Copy every line of these records without changing anything.

(Annotation records)
____
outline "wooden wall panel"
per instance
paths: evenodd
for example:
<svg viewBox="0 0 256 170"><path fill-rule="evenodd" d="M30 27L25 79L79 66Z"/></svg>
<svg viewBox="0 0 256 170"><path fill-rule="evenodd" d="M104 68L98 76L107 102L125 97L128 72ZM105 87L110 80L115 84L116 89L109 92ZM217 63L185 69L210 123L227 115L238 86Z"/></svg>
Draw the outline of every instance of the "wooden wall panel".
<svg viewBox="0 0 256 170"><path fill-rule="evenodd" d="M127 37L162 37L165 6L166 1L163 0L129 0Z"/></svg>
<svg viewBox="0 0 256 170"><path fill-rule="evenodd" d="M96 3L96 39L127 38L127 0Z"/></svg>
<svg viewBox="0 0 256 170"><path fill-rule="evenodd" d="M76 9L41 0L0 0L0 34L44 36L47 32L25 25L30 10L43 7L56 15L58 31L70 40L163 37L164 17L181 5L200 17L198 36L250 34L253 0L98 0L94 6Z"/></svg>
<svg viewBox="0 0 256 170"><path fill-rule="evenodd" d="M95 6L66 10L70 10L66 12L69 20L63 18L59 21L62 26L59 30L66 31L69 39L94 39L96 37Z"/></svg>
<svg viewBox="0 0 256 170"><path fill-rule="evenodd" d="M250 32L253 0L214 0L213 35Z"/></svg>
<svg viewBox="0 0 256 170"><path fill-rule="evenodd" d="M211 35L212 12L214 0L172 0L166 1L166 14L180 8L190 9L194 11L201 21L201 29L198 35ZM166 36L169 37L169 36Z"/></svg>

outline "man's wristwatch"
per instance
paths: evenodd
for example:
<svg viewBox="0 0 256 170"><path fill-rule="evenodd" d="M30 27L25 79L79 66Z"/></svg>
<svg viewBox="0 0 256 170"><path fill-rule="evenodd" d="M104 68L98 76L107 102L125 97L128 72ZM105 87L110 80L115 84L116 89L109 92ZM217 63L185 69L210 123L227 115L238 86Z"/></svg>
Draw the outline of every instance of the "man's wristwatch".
____
> [EXERCISE OUTPUT]:
outline "wooden wall panel"
per instance
paths: evenodd
for example:
<svg viewBox="0 0 256 170"><path fill-rule="evenodd" d="M30 27L25 79L79 66Z"/></svg>
<svg viewBox="0 0 256 170"><path fill-rule="evenodd" d="M104 68L98 76L107 102L125 97L128 72ZM105 87L110 80L115 84L116 89L109 92ZM217 63L185 69L210 123L227 115L238 86Z"/></svg>
Draw the outline of every instance of the "wooden wall panel".
<svg viewBox="0 0 256 170"><path fill-rule="evenodd" d="M127 37L162 37L165 6L166 1L163 0L129 0Z"/></svg>
<svg viewBox="0 0 256 170"><path fill-rule="evenodd" d="M96 3L96 39L127 38L127 0Z"/></svg>
<svg viewBox="0 0 256 170"><path fill-rule="evenodd" d="M76 9L41 0L0 0L0 34L44 36L47 32L25 25L30 10L43 7L56 15L58 31L70 40L163 37L164 17L181 5L200 17L198 36L250 34L253 0L98 0L94 6Z"/></svg>
<svg viewBox="0 0 256 170"><path fill-rule="evenodd" d="M95 6L66 10L70 10L66 12L69 20L63 18L59 21L62 26L59 30L66 31L69 39L94 39L96 37Z"/></svg>
<svg viewBox="0 0 256 170"><path fill-rule="evenodd" d="M250 32L253 0L214 0L213 35Z"/></svg>
<svg viewBox="0 0 256 170"><path fill-rule="evenodd" d="M211 35L212 12L214 0L172 0L166 1L166 14L180 8L190 9L194 11L201 21L201 29L198 35ZM166 36L169 37L169 36Z"/></svg>

outline "man's wristwatch"
per instance
paths: evenodd
for example:
<svg viewBox="0 0 256 170"><path fill-rule="evenodd" d="M30 27L25 79L79 66Z"/></svg>
<svg viewBox="0 0 256 170"><path fill-rule="evenodd" d="M104 68L98 76L107 102L125 97L128 72ZM105 87L110 80L115 84L116 89L109 92ZM217 63L185 69L210 123L227 115L238 86Z"/></svg>
Draw the outline of every instance of the "man's wristwatch".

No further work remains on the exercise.